Excerpts from bounding box data
------------------------------------------------

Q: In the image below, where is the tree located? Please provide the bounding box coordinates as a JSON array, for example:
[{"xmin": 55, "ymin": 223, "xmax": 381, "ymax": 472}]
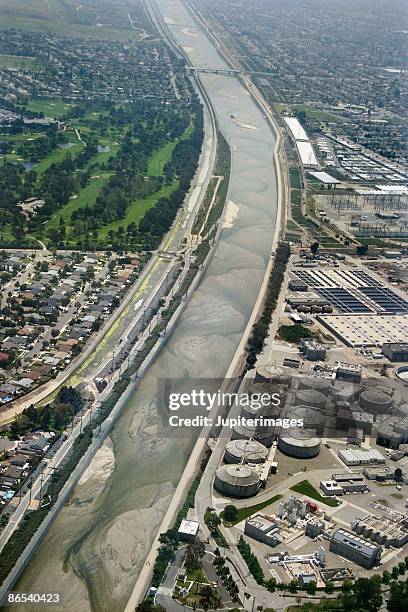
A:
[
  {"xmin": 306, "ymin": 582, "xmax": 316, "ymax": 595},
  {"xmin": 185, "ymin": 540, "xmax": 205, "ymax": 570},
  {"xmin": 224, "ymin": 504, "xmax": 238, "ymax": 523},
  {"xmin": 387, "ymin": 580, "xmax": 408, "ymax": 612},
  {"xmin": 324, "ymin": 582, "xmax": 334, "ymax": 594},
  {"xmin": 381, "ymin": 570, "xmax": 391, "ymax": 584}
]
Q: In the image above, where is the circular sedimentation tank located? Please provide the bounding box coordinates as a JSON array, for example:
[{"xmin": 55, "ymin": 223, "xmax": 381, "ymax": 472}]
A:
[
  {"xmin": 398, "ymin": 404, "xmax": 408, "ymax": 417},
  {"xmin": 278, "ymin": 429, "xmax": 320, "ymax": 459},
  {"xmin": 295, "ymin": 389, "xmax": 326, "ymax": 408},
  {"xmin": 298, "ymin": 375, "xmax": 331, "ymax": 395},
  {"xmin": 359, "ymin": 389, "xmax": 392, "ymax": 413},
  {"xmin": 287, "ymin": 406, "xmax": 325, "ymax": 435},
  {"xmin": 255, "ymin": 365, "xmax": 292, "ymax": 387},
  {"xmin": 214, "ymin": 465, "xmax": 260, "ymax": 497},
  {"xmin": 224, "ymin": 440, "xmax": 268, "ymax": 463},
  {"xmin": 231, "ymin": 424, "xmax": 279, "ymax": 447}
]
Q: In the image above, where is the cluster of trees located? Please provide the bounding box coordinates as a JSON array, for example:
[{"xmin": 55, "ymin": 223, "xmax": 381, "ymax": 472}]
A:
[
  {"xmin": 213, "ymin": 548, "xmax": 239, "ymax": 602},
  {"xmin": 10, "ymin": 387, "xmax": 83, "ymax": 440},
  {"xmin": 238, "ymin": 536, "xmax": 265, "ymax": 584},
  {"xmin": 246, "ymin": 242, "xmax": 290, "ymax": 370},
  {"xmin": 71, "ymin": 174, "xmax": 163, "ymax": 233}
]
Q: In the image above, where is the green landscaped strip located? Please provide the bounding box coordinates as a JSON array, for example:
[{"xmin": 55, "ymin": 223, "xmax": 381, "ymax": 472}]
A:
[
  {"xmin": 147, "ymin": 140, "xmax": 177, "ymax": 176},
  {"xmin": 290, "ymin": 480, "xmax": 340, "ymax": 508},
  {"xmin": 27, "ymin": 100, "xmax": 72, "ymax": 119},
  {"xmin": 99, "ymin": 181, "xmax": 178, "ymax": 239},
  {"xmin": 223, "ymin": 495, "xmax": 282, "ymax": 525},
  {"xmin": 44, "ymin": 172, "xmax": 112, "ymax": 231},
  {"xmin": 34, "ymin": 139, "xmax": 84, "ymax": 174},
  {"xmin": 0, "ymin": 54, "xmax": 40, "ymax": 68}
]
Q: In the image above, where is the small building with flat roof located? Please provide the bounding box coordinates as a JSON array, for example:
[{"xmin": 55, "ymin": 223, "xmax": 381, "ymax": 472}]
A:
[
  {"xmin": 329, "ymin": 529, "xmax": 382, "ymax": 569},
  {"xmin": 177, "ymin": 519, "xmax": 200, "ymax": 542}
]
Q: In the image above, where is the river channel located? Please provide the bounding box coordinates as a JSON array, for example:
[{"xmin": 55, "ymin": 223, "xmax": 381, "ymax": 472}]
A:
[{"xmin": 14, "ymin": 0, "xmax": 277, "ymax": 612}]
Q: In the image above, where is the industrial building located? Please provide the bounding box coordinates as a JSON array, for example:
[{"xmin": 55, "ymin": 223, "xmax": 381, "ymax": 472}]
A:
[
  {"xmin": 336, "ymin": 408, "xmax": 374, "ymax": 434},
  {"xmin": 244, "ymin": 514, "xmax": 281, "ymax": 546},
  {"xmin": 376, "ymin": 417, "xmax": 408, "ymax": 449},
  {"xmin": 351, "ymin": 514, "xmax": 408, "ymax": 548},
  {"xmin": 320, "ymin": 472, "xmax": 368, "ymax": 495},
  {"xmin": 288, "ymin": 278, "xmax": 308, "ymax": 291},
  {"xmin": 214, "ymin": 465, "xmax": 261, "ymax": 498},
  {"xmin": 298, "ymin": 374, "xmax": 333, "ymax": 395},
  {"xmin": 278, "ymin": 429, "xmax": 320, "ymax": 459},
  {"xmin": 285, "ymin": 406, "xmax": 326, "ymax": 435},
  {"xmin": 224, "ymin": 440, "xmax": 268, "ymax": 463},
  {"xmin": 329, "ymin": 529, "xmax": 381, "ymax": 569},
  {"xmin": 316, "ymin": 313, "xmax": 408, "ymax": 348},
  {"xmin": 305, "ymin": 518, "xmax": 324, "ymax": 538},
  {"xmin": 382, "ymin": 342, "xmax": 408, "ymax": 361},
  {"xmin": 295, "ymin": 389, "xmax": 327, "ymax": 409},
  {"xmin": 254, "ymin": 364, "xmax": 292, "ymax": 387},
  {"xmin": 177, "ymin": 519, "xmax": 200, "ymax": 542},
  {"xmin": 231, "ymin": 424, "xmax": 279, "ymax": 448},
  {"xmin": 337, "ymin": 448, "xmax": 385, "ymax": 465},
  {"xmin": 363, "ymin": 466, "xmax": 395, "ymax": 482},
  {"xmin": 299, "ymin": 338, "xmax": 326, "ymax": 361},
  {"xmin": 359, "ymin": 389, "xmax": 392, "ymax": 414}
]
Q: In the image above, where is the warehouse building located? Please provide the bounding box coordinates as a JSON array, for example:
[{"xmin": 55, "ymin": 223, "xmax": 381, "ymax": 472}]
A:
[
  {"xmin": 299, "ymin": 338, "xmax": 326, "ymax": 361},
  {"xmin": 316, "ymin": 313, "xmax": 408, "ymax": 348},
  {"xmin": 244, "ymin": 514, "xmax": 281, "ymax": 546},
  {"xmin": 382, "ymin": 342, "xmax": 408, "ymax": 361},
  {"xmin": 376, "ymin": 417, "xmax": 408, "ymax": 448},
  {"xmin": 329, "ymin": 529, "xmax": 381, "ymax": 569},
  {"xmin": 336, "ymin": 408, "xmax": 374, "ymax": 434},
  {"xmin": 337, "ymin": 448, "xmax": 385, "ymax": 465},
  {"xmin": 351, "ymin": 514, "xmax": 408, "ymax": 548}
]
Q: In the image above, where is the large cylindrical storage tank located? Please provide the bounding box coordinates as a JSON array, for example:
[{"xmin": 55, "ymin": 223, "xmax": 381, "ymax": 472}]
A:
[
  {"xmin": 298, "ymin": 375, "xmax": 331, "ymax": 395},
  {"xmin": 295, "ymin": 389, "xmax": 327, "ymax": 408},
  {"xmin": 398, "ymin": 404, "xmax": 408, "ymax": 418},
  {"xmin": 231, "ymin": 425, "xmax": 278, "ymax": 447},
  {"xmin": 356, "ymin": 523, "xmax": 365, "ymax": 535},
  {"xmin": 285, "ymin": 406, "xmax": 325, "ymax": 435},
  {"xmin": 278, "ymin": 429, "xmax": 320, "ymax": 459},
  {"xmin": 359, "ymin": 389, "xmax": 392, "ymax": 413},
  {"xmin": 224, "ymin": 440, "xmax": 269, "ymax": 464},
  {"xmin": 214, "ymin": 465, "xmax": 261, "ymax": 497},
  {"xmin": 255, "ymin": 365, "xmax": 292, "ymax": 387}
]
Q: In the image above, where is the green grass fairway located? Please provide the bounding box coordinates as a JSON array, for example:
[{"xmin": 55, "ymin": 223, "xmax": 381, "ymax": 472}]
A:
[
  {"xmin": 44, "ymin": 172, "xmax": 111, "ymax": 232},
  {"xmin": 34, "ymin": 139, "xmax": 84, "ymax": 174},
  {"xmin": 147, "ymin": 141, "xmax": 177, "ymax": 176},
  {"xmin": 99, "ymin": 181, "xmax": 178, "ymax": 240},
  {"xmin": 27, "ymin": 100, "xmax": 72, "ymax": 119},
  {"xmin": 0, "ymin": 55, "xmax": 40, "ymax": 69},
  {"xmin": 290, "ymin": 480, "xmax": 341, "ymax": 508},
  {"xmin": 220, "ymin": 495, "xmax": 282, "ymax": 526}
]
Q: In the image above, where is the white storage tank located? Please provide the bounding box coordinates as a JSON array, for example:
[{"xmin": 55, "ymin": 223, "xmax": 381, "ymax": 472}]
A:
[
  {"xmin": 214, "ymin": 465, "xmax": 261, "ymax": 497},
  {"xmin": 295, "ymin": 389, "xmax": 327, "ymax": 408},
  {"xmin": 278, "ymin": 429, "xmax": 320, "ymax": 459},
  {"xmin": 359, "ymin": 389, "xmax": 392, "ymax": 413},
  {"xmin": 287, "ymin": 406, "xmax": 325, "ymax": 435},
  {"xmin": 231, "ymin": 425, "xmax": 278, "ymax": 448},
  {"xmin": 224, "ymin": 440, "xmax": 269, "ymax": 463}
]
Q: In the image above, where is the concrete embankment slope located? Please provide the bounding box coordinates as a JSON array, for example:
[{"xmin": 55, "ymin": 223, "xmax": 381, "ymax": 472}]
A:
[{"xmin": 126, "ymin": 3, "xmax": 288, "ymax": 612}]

------------------------------------------------

Locate each line in the items above that contains the word "green", and copy those lines out.

The completed task:
Q: In the image above, where is the green landscaped strip located? Please provide the bounding box coordinates as a JSON array, for example:
Q: In the image above, where is the green grass fairway located? Please provide the bounding box coordinates as a JSON array, for example:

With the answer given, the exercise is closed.